**Problem to solve:** Which lines in the rows below contain the string "strap"? Return each of them in full, treating uppercase and lowercase as different.

**Records shown:**
..............................

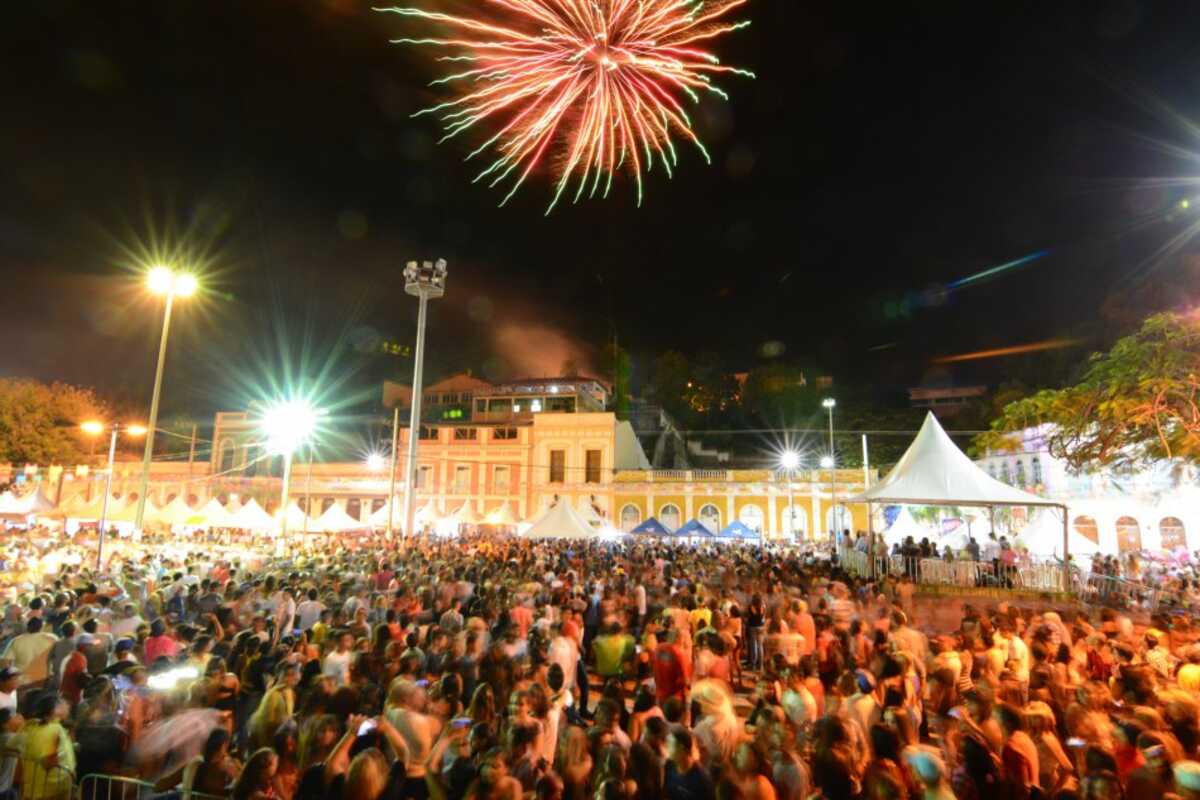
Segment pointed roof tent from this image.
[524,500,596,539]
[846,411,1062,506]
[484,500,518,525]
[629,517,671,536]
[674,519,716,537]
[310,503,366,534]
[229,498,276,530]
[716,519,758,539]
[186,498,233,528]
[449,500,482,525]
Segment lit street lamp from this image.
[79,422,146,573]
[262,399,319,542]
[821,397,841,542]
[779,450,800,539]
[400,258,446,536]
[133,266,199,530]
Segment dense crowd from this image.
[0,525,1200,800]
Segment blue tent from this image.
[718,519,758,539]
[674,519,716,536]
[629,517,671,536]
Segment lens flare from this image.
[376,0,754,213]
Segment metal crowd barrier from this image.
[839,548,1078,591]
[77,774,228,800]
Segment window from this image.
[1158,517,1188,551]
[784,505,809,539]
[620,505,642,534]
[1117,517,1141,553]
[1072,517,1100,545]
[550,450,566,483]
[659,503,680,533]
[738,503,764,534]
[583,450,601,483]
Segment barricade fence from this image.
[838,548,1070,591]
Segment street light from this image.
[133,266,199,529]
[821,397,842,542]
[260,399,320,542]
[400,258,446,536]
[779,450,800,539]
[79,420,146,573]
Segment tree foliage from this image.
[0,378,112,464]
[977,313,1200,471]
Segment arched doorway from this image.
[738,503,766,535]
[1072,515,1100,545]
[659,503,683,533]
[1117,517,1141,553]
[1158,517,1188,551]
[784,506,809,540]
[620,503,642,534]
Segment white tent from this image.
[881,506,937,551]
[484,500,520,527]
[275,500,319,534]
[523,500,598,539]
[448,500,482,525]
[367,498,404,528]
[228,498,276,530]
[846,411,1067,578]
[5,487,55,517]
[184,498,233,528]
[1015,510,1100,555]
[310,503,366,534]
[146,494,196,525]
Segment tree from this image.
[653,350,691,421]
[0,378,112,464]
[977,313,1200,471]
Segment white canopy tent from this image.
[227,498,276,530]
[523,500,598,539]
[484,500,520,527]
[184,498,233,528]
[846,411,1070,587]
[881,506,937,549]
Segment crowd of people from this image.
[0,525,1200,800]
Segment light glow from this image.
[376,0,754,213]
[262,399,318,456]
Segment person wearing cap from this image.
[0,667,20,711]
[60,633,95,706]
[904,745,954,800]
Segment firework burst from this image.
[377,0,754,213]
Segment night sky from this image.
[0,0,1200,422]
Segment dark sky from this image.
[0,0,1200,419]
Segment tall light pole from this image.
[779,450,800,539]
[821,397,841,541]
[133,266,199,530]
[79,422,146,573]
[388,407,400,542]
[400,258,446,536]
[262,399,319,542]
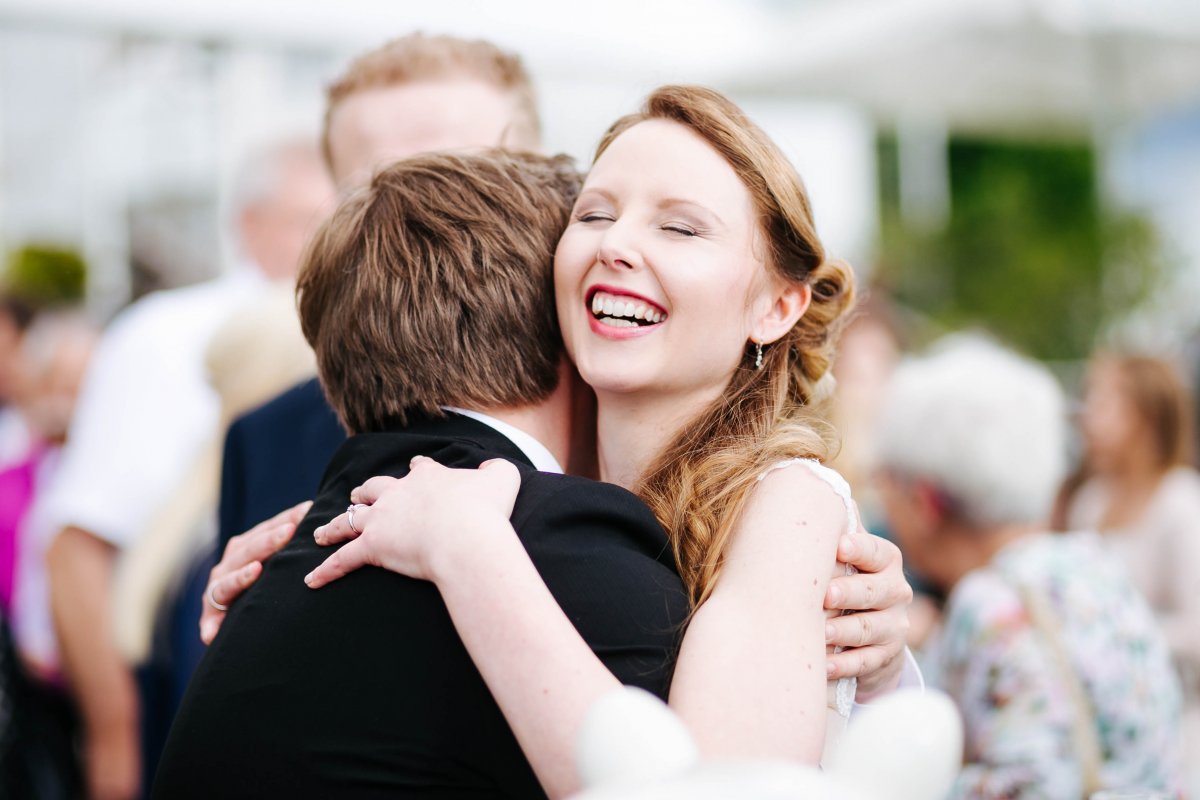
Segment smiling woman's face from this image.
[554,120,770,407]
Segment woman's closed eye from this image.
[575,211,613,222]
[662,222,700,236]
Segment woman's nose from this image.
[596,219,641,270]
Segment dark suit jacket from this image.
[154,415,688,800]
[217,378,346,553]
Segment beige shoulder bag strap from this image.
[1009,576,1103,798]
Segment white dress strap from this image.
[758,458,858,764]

..............................

**Correct response:**
Segment beige shoulder bag strap from this image.
Segment white dress strap from this image.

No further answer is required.